*READING TEXT*.
***
Inclusivity, Creativity & Shavuot

Rabbi Adina Allen, Co-Founder & Creative Director, The Jewish Studio Project, is a spiritual leader, writer and educator who believes in power of creativity to revitalize our lives and transform Jewish tradition. Integrating a lifetime of experience in the expressive arts with her rabbinic training, Adina has taught clergy, educators and lay leaders in hundreds of Jewish communal institutions across the country. She is a recipient of the Covenant Foundation’s 2018 Pomegranate Prize for emerging Jewish Educators and is a fellow of the Open Dor Project for spiritual Jewish entrepreneurs. Adina was ordained in Hebrew College’s pluralistic training program in Boston in 2014 where she was a Wexner Graduate Fellow.

 

Shavuot is a holiday of radical inclusivity and creativity. On Shavuot, each and every one of us is invited into the ongoing experience of receiving and transmitting Torah. Yet, despite this exciting proposition, Shavuot can be a holiday that is difficult to connect to. Unlike Chanukah or Shabbat, there are no home practices. Unlike Pesach or Tu b’Shevat, there is no ritual meal. Unlike Yom Kippur or Rosh Hashanah, there is no special communal worship. Shavuot does not focus on themes of rededication, liberation or personal salvation. Instead, it is a holiday of revelation, reception and innovation. Shavuot dares each of us to ask: What is Torah? What is Torah to me? How do I receive Torah anew?

 

What is Torah?

In Jewish tradition we use the word Torah to refer to many things. Torah commonly refers to the five books of Moses, or, more broadly, the twenty-four books of the Tanakh, which also includes the Prophets and the Writings. This is known as Torah sh’bictav, the written Torah. Torah also refers to Talmud, midrash, and all of our rabbinic commentaries. These works are known as Torah sheh b’al peh, the oral Torah. Beyond these codified works, Torah can also refer to the unique insights that we offer - it is a term that includes all of the wisdom we bring forth today. In this way, Torah is both the tradition we’ve inherited from our ancestors and the innovations we weave through these ancient texts, connecting them to our lives, questions and beliefs today. Torah is at once static and dynamic; set for eternity, and always evolving and changing. Accordingly, on Shavuot we both commemorate the revelation of Torah at Mount Sinai - an event from the past - and receive Torah anew, in the present. 

 

A rabbinic commentary on the experience of revelation at Sinai illustrates the beauty of this dichotomy. In the book of Deuteronomy, the final book of the Torah, Moses recounts the experience of revelation on Sinai. As he looks back and retells the story of this moment, Moses says that God’s voice came forth and spoke the words “Kol gadol v’lo yasaf” (Deuteronomy 5:19). Traditionally, this is read as “A great voice spoke and did not continue.” According to this read, the verse means that all of what Torah is was revealed on Mount Sinai and anything that comes after that experience is not “Torah.” Yet, the word yasaf can mean both “didn’t continue” and “did not stop.” Playing on this meaning of the Hebrew root of the word yasaf, other commentators interpret this verse as, “A great voice spoke and did not cease.” According to this interpretation, God’s voice came forth at Sinai and that same voice continues to come forth today. Our tradition not only tolerates both of these interpretations, it holds them together, alongside one another, valuing the truth of both.
***
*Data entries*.
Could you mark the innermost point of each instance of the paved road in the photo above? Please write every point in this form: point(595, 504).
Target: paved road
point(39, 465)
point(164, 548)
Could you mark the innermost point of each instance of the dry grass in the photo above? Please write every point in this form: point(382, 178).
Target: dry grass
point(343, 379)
***
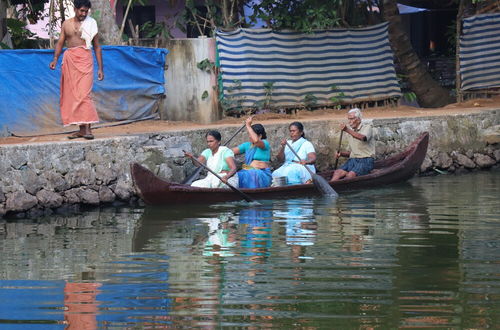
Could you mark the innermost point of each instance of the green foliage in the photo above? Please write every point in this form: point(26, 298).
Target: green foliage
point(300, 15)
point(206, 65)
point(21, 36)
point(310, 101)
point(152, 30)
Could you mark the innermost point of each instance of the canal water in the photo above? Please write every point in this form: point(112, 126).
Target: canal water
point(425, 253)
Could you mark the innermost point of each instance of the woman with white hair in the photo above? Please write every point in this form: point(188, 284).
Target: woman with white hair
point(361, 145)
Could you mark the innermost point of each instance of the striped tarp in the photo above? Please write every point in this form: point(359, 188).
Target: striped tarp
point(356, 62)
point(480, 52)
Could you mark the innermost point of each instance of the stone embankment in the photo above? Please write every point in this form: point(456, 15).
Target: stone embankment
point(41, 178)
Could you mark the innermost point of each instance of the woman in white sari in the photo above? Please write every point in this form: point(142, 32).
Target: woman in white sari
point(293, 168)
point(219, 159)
***
*TASK REQUIREMENTS*.
A - In the Shavuot article, what name is given to the written Torah?
B - Repeat the Shavuot article word for word, everything from "Inclusivity, Creativity &" down to "Wexner Graduate Fellow.".
C - List every holiday that the Shavuot article compares with Shavuot.

*WRITTEN ANSWERS*.
A - Torah sh'bictav

B -
Inclusivity, Creativity & Shavuot

Rabbi Adina Allen, Co-Founder & Creative Director, The Jewish Studio Project, is a spiritual leader, writer and educator who believes in power of creativity to revitalize our lives and transform Jewish tradition. Integrating a lifetime of experience in the expressive arts with her rabbinic training, Adina has taught clergy, educators and lay leaders in hundreds of Jewish communal institutions across the country. She is a recipient of the Covenant Foundation’s 2018 Pomegranate Prize for emerging Jewish Educators and is a fellow of the Open Dor Project for spiritual Jewish entrepreneurs. Adina was ordained in Hebrew College’s pluralistic training program in Boston in 2014 where she was a Wexner Graduate Fellow.

C - Chanukah, Shabbat, Pesach, Tu b'Shevat, Yom Kippur, Rosh Hashanah